Material provided
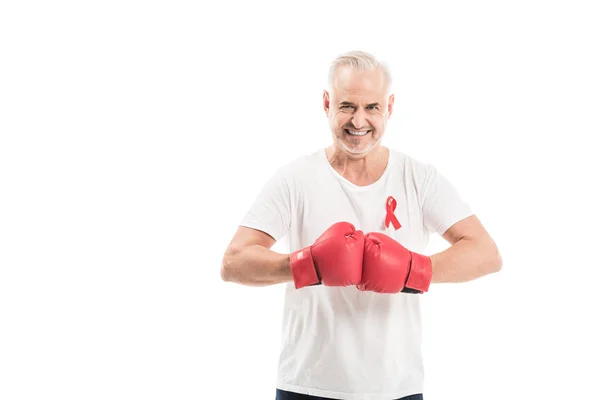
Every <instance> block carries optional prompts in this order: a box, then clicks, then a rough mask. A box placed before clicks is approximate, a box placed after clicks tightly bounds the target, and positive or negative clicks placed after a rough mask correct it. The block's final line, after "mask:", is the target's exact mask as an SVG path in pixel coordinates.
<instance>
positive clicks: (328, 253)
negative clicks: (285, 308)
mask: <svg viewBox="0 0 600 400" xmlns="http://www.w3.org/2000/svg"><path fill="white" fill-rule="evenodd" d="M364 245H365V237H364V234H363V232H362V231H360V230H358V231H357V230H356V229H354V225H352V224H351V223H349V222H338V223H335V224H333V225H332V226H330V227H329V228H328V229H327V230H326V231H325V232H324V233H323V234H322V235H321V236H319V237H318V238H317V240H316V241H315V242H314V244H313V245H312V246H308V247H305V248H303V249H300V250H298V251H295V252H293V253H292V254H291V255H290V267H291V269H292V276H293V279H294V285H295V287H296V289H300V288H302V287H305V286H311V285H319V284H323V285H325V286H351V285H357V284H358V283H360V279H361V275H362V259H363V251H364Z"/></svg>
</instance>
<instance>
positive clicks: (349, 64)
mask: <svg viewBox="0 0 600 400" xmlns="http://www.w3.org/2000/svg"><path fill="white" fill-rule="evenodd" d="M342 66H349V67H352V68H354V69H356V70H358V71H368V70H374V69H377V68H381V70H382V71H383V74H384V76H385V80H386V91H387V92H389V91H390V88H391V87H392V74H391V72H390V69H389V67H388V66H387V64H386V63H385V62H382V61H379V60H378V59H376V58H375V57H374V56H373V55H372V54H369V53H367V52H365V51H358V50H355V51H349V52H347V53H344V54H341V55H339V56H337V57H336V59H335V60H333V62H332V63H331V66H330V67H329V76H328V79H327V84H328V85H329V87H330V88H331V87H332V86H333V79H334V78H335V73H336V72H337V69H338V68H339V67H342Z"/></svg>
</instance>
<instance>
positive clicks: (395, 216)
mask: <svg viewBox="0 0 600 400" xmlns="http://www.w3.org/2000/svg"><path fill="white" fill-rule="evenodd" d="M385 209H386V211H387V212H386V214H385V227H386V228H389V226H390V222H391V223H392V225H394V228H395V229H396V230H398V229H399V228H400V227H401V226H402V225H400V222H399V221H398V218H396V216H395V215H394V210H395V209H396V199H394V198H393V197H392V196H390V197H388V199H387V201H386V203H385Z"/></svg>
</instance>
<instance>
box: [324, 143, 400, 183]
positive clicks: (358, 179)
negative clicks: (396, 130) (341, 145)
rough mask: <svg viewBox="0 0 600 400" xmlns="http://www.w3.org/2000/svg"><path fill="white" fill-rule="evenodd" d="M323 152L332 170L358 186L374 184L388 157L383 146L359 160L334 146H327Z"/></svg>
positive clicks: (385, 167) (388, 153) (333, 145)
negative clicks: (324, 150) (331, 166)
mask: <svg viewBox="0 0 600 400" xmlns="http://www.w3.org/2000/svg"><path fill="white" fill-rule="evenodd" d="M325 152H326V154H327V160H328V161H329V164H331V166H332V167H333V169H335V170H336V171H337V172H338V173H339V174H340V175H342V176H343V177H344V178H346V179H347V180H349V181H350V182H352V183H354V184H355V185H358V186H366V185H370V184H372V183H375V182H376V181H377V180H378V179H379V178H380V177H381V175H383V172H384V171H385V168H386V166H387V163H388V157H389V149H388V148H387V147H384V146H377V148H375V149H373V150H371V151H370V152H369V153H368V154H367V155H366V156H364V157H360V158H354V157H351V156H349V155H348V154H346V153H344V152H343V151H340V149H338V148H337V147H336V146H335V145H331V146H329V147H328V148H327V149H326V151H325Z"/></svg>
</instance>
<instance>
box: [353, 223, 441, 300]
mask: <svg viewBox="0 0 600 400" xmlns="http://www.w3.org/2000/svg"><path fill="white" fill-rule="evenodd" d="M431 275H432V271H431V260H430V259H429V257H427V256H424V255H421V254H417V253H413V252H412V251H409V250H407V249H406V248H405V247H404V246H402V245H401V244H400V243H398V242H396V241H395V240H394V239H392V238H391V237H389V236H388V235H386V234H383V233H368V234H367V235H366V236H365V253H364V256H363V274H362V281H361V282H360V284H359V285H357V288H358V289H359V290H363V291H366V290H368V291H372V292H379V293H398V292H404V293H423V292H426V291H427V290H428V289H429V284H430V283H431Z"/></svg>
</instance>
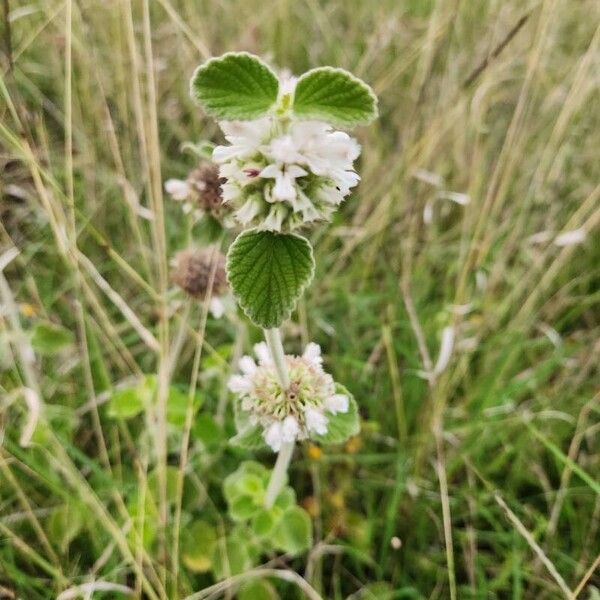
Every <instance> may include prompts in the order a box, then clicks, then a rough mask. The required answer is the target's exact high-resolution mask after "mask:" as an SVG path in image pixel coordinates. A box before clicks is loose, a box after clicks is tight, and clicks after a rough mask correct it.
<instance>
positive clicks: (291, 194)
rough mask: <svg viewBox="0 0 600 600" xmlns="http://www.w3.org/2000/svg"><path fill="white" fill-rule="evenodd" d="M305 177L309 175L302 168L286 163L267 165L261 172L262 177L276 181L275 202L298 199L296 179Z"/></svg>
mask: <svg viewBox="0 0 600 600" xmlns="http://www.w3.org/2000/svg"><path fill="white" fill-rule="evenodd" d="M304 175H308V173H307V172H306V171H305V170H304V169H303V168H302V167H299V166H298V165H286V164H285V163H275V164H271V165H267V166H266V167H265V168H264V169H263V170H262V171H261V172H260V176H261V177H268V178H272V179H275V186H274V187H273V192H272V198H273V199H274V200H294V199H295V198H296V179H298V177H302V176H304Z"/></svg>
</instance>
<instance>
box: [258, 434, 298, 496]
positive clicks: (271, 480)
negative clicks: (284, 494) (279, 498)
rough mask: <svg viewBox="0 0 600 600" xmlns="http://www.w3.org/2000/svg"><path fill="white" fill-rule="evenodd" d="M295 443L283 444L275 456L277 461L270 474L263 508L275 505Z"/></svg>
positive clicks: (292, 442)
mask: <svg viewBox="0 0 600 600" xmlns="http://www.w3.org/2000/svg"><path fill="white" fill-rule="evenodd" d="M295 445H296V444H295V442H285V443H284V444H282V445H281V450H279V454H278V455H277V461H276V462H275V468H274V469H273V472H272V473H271V479H270V480H269V485H268V486H267V493H266V495H265V508H271V507H272V506H273V504H274V503H275V499H276V498H277V496H278V495H279V492H280V491H281V488H282V486H283V482H284V480H285V474H286V473H287V468H288V465H289V464H290V460H291V458H292V454H293V453H294V446H295Z"/></svg>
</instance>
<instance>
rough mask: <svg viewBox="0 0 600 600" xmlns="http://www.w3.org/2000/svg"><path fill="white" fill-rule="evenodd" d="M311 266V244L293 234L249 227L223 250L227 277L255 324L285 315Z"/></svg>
mask: <svg viewBox="0 0 600 600" xmlns="http://www.w3.org/2000/svg"><path fill="white" fill-rule="evenodd" d="M314 267H315V261H314V258H313V252H312V247H311V245H310V243H309V242H308V240H307V239H305V238H303V237H301V236H299V235H295V234H291V233H288V234H283V233H275V232H272V231H258V230H256V229H249V230H248V231H244V232H243V233H242V234H241V235H239V236H238V238H237V239H236V240H235V242H233V244H232V245H231V247H230V248H229V252H228V254H227V278H228V280H229V283H230V285H231V288H232V289H233V293H234V295H235V296H236V298H237V300H238V302H239V303H240V306H241V307H242V309H243V310H244V312H245V313H246V314H247V315H248V317H250V319H251V320H252V322H253V323H255V324H256V325H258V326H259V327H263V328H265V329H270V328H273V327H279V325H281V323H282V322H283V321H284V320H285V319H287V318H288V317H289V316H290V314H291V313H292V310H293V309H294V308H295V306H296V303H297V301H298V299H299V298H300V296H301V295H302V292H303V291H304V288H305V287H306V286H307V285H308V284H309V283H310V281H311V279H312V277H313V272H314Z"/></svg>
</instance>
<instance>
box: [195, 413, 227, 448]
mask: <svg viewBox="0 0 600 600" xmlns="http://www.w3.org/2000/svg"><path fill="white" fill-rule="evenodd" d="M192 435H193V437H194V439H198V440H200V441H201V442H202V443H203V444H204V445H205V446H211V447H212V446H216V445H217V444H219V442H221V441H222V440H223V428H222V427H221V425H219V424H218V423H217V422H216V421H215V419H214V417H213V416H212V415H209V414H208V413H202V414H200V415H198V416H197V417H196V419H195V421H194V425H193V427H192Z"/></svg>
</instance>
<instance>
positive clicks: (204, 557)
mask: <svg viewBox="0 0 600 600" xmlns="http://www.w3.org/2000/svg"><path fill="white" fill-rule="evenodd" d="M181 533H182V536H181V537H182V543H181V551H182V556H181V558H182V560H183V564H184V565H185V566H186V567H187V568H188V569H189V570H190V571H193V572H195V573H206V572H207V571H210V569H211V568H212V560H213V554H214V550H215V544H216V541H217V530H216V529H215V528H214V527H213V526H212V525H210V523H207V522H206V521H194V522H193V523H192V524H191V525H190V526H188V527H185V528H184V529H182V532H181Z"/></svg>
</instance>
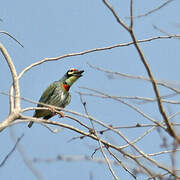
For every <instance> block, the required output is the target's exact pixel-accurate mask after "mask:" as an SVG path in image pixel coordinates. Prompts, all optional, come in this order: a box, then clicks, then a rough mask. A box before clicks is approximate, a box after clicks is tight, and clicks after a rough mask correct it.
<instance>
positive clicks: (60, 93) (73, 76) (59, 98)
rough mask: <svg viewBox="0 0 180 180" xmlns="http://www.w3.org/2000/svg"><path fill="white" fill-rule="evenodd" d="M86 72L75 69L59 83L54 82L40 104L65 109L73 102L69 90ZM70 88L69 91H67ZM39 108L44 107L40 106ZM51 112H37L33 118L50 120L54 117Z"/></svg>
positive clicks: (73, 69) (66, 73)
mask: <svg viewBox="0 0 180 180" xmlns="http://www.w3.org/2000/svg"><path fill="white" fill-rule="evenodd" d="M83 72H84V71H78V70H77V69H75V68H72V69H70V70H69V71H68V72H67V73H66V74H65V75H64V76H63V77H62V78H61V79H60V80H59V81H55V82H53V83H52V84H51V85H50V86H49V87H48V88H47V89H46V90H45V91H44V93H43V94H42V96H41V98H40V100H39V102H40V103H44V104H48V105H53V106H57V107H61V108H64V107H65V106H67V105H68V104H69V103H70V101H71V94H70V93H69V88H70V87H71V86H72V84H73V83H74V82H75V81H76V80H77V79H79V77H81V76H82V73H83ZM66 88H68V89H66ZM38 107H43V105H40V104H38ZM54 115H55V113H53V112H52V111H50V110H36V111H35V113H34V115H33V117H36V118H41V117H42V118H43V119H49V118H51V117H52V116H54ZM32 124H33V122H30V123H29V125H28V127H29V128H30V127H31V126H32Z"/></svg>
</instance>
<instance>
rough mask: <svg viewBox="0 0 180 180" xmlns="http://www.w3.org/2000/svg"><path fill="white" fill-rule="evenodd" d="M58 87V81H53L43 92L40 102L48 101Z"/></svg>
mask: <svg viewBox="0 0 180 180" xmlns="http://www.w3.org/2000/svg"><path fill="white" fill-rule="evenodd" d="M56 87H57V81H55V82H54V83H52V84H51V85H50V86H49V87H48V88H47V89H46V90H45V91H44V93H43V94H42V96H41V98H40V100H39V102H42V103H45V104H46V103H47V101H48V100H49V99H50V98H51V96H52V95H53V93H54V91H55V90H56Z"/></svg>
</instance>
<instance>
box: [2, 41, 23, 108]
mask: <svg viewBox="0 0 180 180" xmlns="http://www.w3.org/2000/svg"><path fill="white" fill-rule="evenodd" d="M0 50H1V52H2V54H3V56H4V58H5V60H6V61H7V64H8V66H9V69H10V71H11V74H12V79H13V86H14V90H15V101H14V104H15V108H16V110H20V108H21V104H20V103H21V101H20V87H19V81H18V75H17V72H16V68H15V66H14V63H13V61H12V59H11V57H10V55H9V53H8V52H7V50H6V48H5V47H4V46H3V44H2V43H0ZM11 111H12V109H11Z"/></svg>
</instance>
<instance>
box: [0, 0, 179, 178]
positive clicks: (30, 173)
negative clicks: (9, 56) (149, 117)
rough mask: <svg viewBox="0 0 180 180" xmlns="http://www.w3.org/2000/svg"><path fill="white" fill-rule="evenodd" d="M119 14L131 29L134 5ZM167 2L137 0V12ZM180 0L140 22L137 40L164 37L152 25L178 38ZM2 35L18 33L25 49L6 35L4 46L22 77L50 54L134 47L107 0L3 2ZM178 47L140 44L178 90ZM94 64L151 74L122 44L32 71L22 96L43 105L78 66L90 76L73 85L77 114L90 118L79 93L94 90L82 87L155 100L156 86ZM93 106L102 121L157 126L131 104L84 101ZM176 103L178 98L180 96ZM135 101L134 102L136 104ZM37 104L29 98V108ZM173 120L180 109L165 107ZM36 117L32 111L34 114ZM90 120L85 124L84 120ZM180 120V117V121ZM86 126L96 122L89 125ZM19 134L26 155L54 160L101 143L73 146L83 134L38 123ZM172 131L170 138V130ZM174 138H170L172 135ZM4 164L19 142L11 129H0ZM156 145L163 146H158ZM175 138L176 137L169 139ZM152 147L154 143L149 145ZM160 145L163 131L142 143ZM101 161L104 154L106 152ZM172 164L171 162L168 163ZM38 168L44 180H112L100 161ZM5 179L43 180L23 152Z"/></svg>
mask: <svg viewBox="0 0 180 180" xmlns="http://www.w3.org/2000/svg"><path fill="white" fill-rule="evenodd" d="M109 2H110V3H111V4H112V5H113V6H114V8H115V10H116V11H117V12H118V14H119V16H120V17H121V18H122V19H123V20H124V22H126V23H127V24H129V19H128V18H127V17H129V1H127V0H123V1H117V0H113V1H109ZM163 2H164V1H162V0H161V1H155V0H152V1H144V2H142V1H141V2H138V1H137V2H136V1H134V13H135V15H139V14H143V13H146V12H148V11H150V10H151V9H154V8H156V7H157V6H160V5H161V4H162V3H163ZM179 9H180V3H179V2H178V1H173V2H172V3H170V4H169V5H167V6H166V7H164V8H162V9H161V10H159V11H157V12H155V13H153V14H151V15H149V16H147V17H142V18H138V19H135V22H134V23H135V27H134V28H135V34H136V36H137V39H145V38H150V37H155V36H160V35H164V34H162V33H161V32H159V31H158V30H155V29H154V28H153V25H156V26H158V27H159V28H161V29H163V30H164V31H166V32H168V33H170V34H178V33H179V30H180V29H179V27H177V25H178V24H179V23H180V22H179ZM0 18H1V19H3V21H2V22H0V27H1V31H7V32H9V33H10V34H11V35H13V36H15V37H16V38H17V39H18V40H19V41H20V42H21V43H22V44H23V45H24V48H22V47H21V46H19V45H18V44H17V43H15V42H14V41H13V40H12V39H10V38H9V37H7V36H6V35H3V34H1V42H2V43H3V45H4V46H5V47H6V48H7V50H8V52H9V54H10V55H11V57H12V59H13V61H14V64H15V66H16V68H17V72H18V73H20V72H21V71H22V70H23V69H24V68H25V67H27V66H28V65H30V64H32V63H34V62H37V61H39V60H41V59H44V58H46V57H56V56H61V55H64V54H69V53H75V52H81V51H84V50H88V49H92V48H99V47H106V46H111V45H115V44H119V43H126V42H130V41H131V39H130V36H129V34H128V33H127V32H126V31H125V30H124V29H123V28H122V27H121V26H120V25H119V24H118V23H117V22H116V20H115V18H114V17H113V15H112V14H111V12H110V11H109V10H108V9H107V7H105V5H104V4H103V3H102V1H94V0H86V1H84V0H76V1H72V0H71V1H70V0H61V1H58V0H54V1H50V0H46V1H42V0H39V1H35V0H31V1H23V0H17V1H10V0H6V1H2V2H1V7H0ZM179 43H180V41H179V40H177V39H164V40H155V41H153V42H146V43H142V44H141V45H140V46H141V48H142V50H143V52H144V54H145V57H146V58H147V60H148V62H149V64H150V66H151V68H152V71H153V73H154V75H155V77H156V78H157V79H158V80H164V81H167V82H170V83H171V84H173V85H174V86H176V87H177V88H179V65H180V62H179ZM0 57H1V58H0V59H1V60H0V69H1V70H0V82H1V87H0V91H3V92H8V91H9V88H10V86H11V83H12V78H11V75H10V71H9V69H8V67H7V64H6V62H5V60H4V59H3V57H2V55H1V56H0ZM87 63H90V64H92V65H94V66H98V67H102V68H104V69H108V70H111V71H118V72H122V73H127V74H132V75H141V76H145V77H147V73H146V71H145V68H144V66H143V64H142V62H141V61H140V58H139V55H138V53H137V52H136V49H135V48H134V47H133V46H128V47H120V48H115V49H112V50H107V51H100V52H95V53H90V54H86V55H83V56H76V57H69V58H65V59H62V60H59V61H54V62H46V63H44V64H41V65H40V66H37V67H34V68H32V69H31V70H30V71H28V72H27V73H25V74H24V76H23V78H22V79H21V80H20V86H21V95H22V96H23V97H26V98H29V99H32V100H35V101H38V100H39V98H40V96H41V94H42V92H43V91H44V90H45V88H46V87H47V86H48V85H49V84H50V83H51V82H53V81H55V80H58V79H60V78H61V77H62V76H63V75H64V73H65V72H66V71H67V70H68V69H69V68H71V67H76V68H78V69H84V71H85V72H84V76H83V77H82V78H81V79H79V80H78V81H77V83H76V84H74V85H73V87H72V88H71V94H72V101H71V103H70V105H69V106H68V107H67V108H68V109H72V110H74V111H77V112H81V113H84V109H83V106H82V104H81V102H80V97H79V95H78V94H77V91H82V92H88V91H85V90H83V89H80V88H79V87H82V86H84V87H89V88H94V89H98V90H100V91H103V92H106V93H109V94H111V95H117V96H145V97H154V92H153V90H152V85H151V84H150V83H147V82H144V81H139V80H131V79H126V78H122V77H120V76H113V79H110V78H108V76H107V74H106V73H104V72H100V71H97V70H94V69H92V68H90V67H89V65H88V64H87ZM160 92H161V93H162V94H163V95H165V94H168V93H170V92H171V91H170V90H167V89H166V88H160ZM84 100H85V101H86V102H87V107H88V110H89V113H90V114H91V115H92V116H94V117H96V118H97V119H99V120H101V121H103V122H105V123H107V124H113V125H114V126H124V125H135V124H136V123H150V122H149V121H148V120H147V119H145V118H143V117H142V116H140V115H139V114H137V112H135V111H133V110H132V109H130V108H128V107H127V106H125V105H123V104H121V103H119V102H116V101H113V100H107V99H100V98H95V97H89V96H87V97H84ZM174 100H178V96H176V97H175V99H174ZM131 103H132V102H131ZM134 105H135V106H137V107H140V108H141V109H142V110H143V112H146V113H148V114H149V115H151V116H152V117H153V118H156V119H157V120H162V117H161V116H160V113H159V111H158V110H157V105H156V104H151V103H147V104H144V105H138V104H134ZM0 106H1V109H0V114H1V116H0V117H1V120H3V119H5V118H6V117H7V116H8V113H9V102H8V97H7V96H4V95H0ZM29 106H34V104H30V103H28V102H24V101H22V107H23V108H24V107H29ZM165 108H166V110H167V112H168V115H170V114H173V113H175V112H176V111H178V109H179V107H178V106H175V105H173V106H172V105H169V104H165ZM27 114H28V115H30V116H31V115H32V114H33V112H28V113H27ZM53 120H56V121H62V122H63V123H68V124H71V125H74V126H77V127H79V126H78V125H77V124H76V123H74V122H73V121H70V120H69V119H59V118H58V117H57V116H56V117H53ZM83 120H84V119H83ZM175 120H178V117H177V119H175ZM86 123H89V122H88V121H87V120H86ZM13 130H14V131H15V132H16V135H17V136H20V135H21V134H22V133H24V137H23V139H22V141H21V145H22V146H23V149H24V151H25V152H26V156H27V157H28V158H29V159H33V158H42V159H43V158H55V157H57V155H71V156H73V155H74V156H77V155H82V156H83V155H87V156H91V154H92V153H93V152H94V150H95V148H96V147H97V145H98V144H97V143H96V142H94V141H92V140H90V139H87V138H85V139H83V140H79V139H77V140H74V141H71V142H68V141H69V140H70V139H72V138H73V137H76V136H79V134H77V133H75V132H72V131H69V130H65V129H64V130H63V131H61V132H60V133H58V134H52V133H51V132H49V131H48V130H47V129H46V128H44V127H43V126H40V125H38V124H35V125H34V127H33V128H31V129H29V128H27V125H26V124H25V123H22V124H18V125H16V126H14V127H13ZM122 132H123V133H124V134H125V135H126V136H127V137H128V138H129V139H130V140H133V139H135V138H137V137H138V136H139V135H141V134H142V133H143V132H144V130H143V129H141V130H139V129H138V130H137V129H126V130H122ZM164 134H165V133H164ZM165 135H167V134H165ZM105 138H106V139H108V140H109V141H111V142H113V143H115V144H118V145H124V144H125V142H124V141H123V140H122V139H118V138H117V137H115V136H114V135H113V134H111V133H107V134H106V135H105ZM0 140H1V142H2V143H1V154H0V159H3V158H4V157H5V155H6V154H7V153H8V152H9V151H10V150H11V149H12V147H13V145H14V142H13V141H12V139H11V137H10V130H9V128H7V129H6V130H4V131H3V132H1V136H0ZM156 141H157V142H156ZM170 141H171V139H170ZM149 142H152V143H153V146H151V145H149ZM160 144H161V140H160V138H159V134H158V133H157V131H154V133H152V134H150V135H148V136H147V137H146V139H144V140H142V141H141V142H140V143H139V144H138V146H139V147H140V148H142V149H143V150H144V151H145V152H147V153H153V152H158V151H161V150H163V149H162V148H160ZM95 157H97V158H98V157H99V158H100V157H101V158H102V155H101V153H100V152H97V153H96V154H95ZM164 162H168V158H167V159H164ZM34 166H35V167H36V168H37V170H38V171H39V172H40V174H41V175H42V177H43V179H45V180H46V179H54V180H56V179H89V174H90V172H92V174H93V180H96V179H98V180H100V179H103V180H106V179H107V180H109V179H112V175H111V174H110V172H109V170H108V167H107V165H106V164H105V165H103V164H98V163H95V162H87V161H77V162H76V161H75V162H53V163H45V162H42V163H35V164H34ZM115 171H116V173H117V175H118V177H119V178H120V179H131V178H132V177H131V176H129V174H127V173H126V172H125V171H124V170H123V169H122V168H121V167H120V168H116V167H115ZM0 174H1V175H0V177H1V179H7V180H10V179H27V180H34V179H36V177H35V176H34V175H33V174H32V173H31V171H30V170H29V169H28V168H27V166H26V165H25V164H24V162H23V160H22V157H21V155H20V154H19V153H18V151H17V150H16V151H15V152H14V153H13V155H12V156H11V157H10V158H9V159H8V161H7V162H6V164H5V165H4V166H3V167H2V168H1V169H0Z"/></svg>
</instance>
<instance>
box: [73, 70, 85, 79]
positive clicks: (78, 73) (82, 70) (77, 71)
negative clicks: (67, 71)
mask: <svg viewBox="0 0 180 180" xmlns="http://www.w3.org/2000/svg"><path fill="white" fill-rule="evenodd" d="M83 72H84V70H81V71H74V73H73V76H76V77H81V76H82V73H83Z"/></svg>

Brief
Output the records above as they stand, from the first line to the line with "positive clicks: (328, 253)", inclusive, and exclude the pictures.

Answer section
Every <instance> block carries optional prompts in this order: a box, then clicks, then a rough mask. A box placed before clicks is approximate, a box placed after clicks tightly bounds the target, and positive or negative clicks placed after a rough mask correct it. The block's final line, after "mask:", is the target's exact mask as an SVG path in pixel coordinates.
<instance>
positive clicks: (328, 253)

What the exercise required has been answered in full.